Provided records:
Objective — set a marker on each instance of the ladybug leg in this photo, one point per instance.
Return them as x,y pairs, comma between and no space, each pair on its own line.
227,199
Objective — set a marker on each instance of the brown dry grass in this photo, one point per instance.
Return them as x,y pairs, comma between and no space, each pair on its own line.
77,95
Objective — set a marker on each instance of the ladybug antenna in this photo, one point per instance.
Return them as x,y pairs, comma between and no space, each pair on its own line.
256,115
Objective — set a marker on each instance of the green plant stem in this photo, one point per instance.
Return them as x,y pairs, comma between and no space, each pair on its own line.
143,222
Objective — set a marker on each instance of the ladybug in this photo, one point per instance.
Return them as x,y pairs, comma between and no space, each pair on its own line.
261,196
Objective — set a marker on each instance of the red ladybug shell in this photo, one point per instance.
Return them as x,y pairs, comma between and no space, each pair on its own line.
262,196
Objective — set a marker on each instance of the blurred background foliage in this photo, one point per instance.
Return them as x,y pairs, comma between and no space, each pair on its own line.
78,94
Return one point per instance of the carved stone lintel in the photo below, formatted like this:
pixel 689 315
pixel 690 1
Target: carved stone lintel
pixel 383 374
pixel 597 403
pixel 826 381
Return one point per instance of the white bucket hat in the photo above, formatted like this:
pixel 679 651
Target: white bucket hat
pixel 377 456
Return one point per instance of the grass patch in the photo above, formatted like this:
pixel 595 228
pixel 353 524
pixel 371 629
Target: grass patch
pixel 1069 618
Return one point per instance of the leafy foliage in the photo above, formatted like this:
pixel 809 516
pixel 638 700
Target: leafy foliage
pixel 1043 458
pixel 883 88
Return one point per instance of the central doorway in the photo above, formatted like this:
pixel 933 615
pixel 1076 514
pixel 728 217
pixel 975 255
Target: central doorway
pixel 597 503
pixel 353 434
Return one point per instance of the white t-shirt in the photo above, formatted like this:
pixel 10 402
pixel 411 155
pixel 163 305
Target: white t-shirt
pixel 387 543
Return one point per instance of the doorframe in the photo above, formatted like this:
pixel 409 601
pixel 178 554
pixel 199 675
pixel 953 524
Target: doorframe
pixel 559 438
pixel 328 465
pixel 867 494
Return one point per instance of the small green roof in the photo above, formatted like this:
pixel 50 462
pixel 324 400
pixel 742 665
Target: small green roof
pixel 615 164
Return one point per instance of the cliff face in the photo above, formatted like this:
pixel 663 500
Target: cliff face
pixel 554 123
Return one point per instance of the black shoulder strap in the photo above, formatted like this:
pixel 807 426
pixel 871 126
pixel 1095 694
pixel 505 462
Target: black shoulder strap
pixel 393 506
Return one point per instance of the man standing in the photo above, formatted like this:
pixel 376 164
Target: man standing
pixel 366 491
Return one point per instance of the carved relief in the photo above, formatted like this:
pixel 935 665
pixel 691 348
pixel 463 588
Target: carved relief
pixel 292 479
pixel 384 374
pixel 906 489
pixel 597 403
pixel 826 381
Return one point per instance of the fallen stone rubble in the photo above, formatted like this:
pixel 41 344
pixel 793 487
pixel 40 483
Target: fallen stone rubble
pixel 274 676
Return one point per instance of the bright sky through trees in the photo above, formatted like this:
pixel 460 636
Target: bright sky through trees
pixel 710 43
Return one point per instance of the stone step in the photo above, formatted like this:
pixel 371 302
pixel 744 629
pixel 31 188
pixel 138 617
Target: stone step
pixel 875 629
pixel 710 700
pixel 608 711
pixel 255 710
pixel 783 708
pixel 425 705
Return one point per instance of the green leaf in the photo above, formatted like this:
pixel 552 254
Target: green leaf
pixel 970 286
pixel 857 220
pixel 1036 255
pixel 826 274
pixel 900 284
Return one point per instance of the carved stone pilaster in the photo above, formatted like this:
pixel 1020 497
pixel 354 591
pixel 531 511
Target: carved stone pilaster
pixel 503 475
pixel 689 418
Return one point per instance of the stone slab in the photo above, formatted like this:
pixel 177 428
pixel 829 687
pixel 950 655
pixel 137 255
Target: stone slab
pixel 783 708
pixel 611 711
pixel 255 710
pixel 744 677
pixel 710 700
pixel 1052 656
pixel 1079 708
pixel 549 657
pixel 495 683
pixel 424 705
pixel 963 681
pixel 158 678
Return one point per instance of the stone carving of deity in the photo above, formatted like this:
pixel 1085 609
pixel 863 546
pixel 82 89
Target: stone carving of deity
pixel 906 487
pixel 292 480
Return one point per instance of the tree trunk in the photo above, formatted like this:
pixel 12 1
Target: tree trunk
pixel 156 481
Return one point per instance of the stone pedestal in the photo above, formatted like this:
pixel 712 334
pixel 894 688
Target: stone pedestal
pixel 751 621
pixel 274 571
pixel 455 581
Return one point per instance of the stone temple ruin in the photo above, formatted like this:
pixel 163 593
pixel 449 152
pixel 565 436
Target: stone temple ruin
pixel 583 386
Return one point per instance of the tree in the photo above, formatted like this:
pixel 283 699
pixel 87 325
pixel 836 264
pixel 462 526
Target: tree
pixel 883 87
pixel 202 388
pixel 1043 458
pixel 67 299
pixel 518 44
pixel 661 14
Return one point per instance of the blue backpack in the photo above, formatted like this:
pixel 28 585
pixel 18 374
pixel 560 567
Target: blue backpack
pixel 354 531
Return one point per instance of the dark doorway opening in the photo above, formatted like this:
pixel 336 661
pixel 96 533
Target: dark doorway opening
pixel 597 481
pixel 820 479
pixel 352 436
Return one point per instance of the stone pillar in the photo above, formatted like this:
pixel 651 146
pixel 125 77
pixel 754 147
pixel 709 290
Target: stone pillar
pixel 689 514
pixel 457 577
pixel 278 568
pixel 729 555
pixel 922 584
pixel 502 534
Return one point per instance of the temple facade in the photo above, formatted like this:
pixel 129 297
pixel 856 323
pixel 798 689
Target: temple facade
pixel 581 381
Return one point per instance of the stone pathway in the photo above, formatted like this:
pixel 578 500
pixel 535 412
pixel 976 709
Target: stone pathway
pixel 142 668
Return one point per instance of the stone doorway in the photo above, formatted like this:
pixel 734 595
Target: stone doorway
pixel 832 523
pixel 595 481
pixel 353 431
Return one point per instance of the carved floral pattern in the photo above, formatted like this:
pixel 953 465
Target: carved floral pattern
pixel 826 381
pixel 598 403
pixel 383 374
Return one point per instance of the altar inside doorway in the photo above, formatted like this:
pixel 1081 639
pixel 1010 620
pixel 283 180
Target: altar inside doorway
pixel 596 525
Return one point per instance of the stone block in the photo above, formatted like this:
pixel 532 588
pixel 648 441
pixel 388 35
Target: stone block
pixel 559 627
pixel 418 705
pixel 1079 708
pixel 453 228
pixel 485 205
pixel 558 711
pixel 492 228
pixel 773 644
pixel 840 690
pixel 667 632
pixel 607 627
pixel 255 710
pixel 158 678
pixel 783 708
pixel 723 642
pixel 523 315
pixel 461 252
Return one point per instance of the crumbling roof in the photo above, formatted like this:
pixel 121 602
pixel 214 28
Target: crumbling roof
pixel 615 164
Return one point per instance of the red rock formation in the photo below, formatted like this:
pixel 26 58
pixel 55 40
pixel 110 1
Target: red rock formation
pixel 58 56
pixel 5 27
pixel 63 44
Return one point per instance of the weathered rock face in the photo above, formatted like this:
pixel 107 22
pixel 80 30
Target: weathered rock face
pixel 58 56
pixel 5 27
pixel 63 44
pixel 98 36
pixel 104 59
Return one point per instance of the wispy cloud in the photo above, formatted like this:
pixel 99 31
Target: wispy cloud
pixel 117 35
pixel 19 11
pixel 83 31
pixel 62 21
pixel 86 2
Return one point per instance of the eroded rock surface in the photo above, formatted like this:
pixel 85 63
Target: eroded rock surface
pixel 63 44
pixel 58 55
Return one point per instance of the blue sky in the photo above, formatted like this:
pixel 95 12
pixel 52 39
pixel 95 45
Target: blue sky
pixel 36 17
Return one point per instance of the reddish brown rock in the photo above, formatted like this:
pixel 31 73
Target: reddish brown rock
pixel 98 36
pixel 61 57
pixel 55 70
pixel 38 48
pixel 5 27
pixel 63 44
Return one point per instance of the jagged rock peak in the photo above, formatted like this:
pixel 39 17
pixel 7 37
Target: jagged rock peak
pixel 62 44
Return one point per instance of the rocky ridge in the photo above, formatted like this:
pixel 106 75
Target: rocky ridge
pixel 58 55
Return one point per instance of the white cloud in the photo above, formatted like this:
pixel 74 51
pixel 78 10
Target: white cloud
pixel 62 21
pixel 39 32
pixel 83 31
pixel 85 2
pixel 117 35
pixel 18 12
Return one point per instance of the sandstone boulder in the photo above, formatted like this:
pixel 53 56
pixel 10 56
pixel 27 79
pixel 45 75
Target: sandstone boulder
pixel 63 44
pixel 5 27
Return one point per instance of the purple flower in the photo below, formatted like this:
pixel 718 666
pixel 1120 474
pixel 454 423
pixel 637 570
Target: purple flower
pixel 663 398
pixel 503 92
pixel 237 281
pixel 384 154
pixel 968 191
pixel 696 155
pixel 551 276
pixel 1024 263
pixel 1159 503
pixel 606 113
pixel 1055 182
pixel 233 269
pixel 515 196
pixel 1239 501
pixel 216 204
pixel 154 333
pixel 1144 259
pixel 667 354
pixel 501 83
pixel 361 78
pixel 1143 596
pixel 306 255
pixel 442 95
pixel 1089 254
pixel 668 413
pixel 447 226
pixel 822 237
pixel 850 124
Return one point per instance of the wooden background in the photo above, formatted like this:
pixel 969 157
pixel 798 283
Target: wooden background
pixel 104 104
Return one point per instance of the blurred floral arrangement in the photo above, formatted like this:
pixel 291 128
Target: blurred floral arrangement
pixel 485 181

Do this: Render the stretch of the records above that opens with the line containing "Return one point per instance of the stone pedestal" and closes with the line containing "pixel 661 14" as a numbered list. Include both of those lines and leave out any blank lines.

Result below:
1. Return one point per instance of the stone pedestal in the photo above, formatted like this:
2. pixel 712 334
3. pixel 894 688
4. Target: stone pedestal
5. pixel 751 621
6. pixel 274 571
7. pixel 455 581
8. Return one point per instance of the stone temple ruin in the photo above, formatted like this:
9. pixel 163 593
10. pixel 449 152
11. pixel 565 436
12. Target: stone temple ruin
13. pixel 583 386
14. Return one point per instance of the tree in the photo above, formatted like this:
15. pixel 283 699
16. pixel 87 325
17. pixel 836 264
18. pixel 462 526
19. Target: tree
20. pixel 883 87
21. pixel 202 388
22. pixel 1043 458
23. pixel 67 299
24. pixel 518 44
25. pixel 661 14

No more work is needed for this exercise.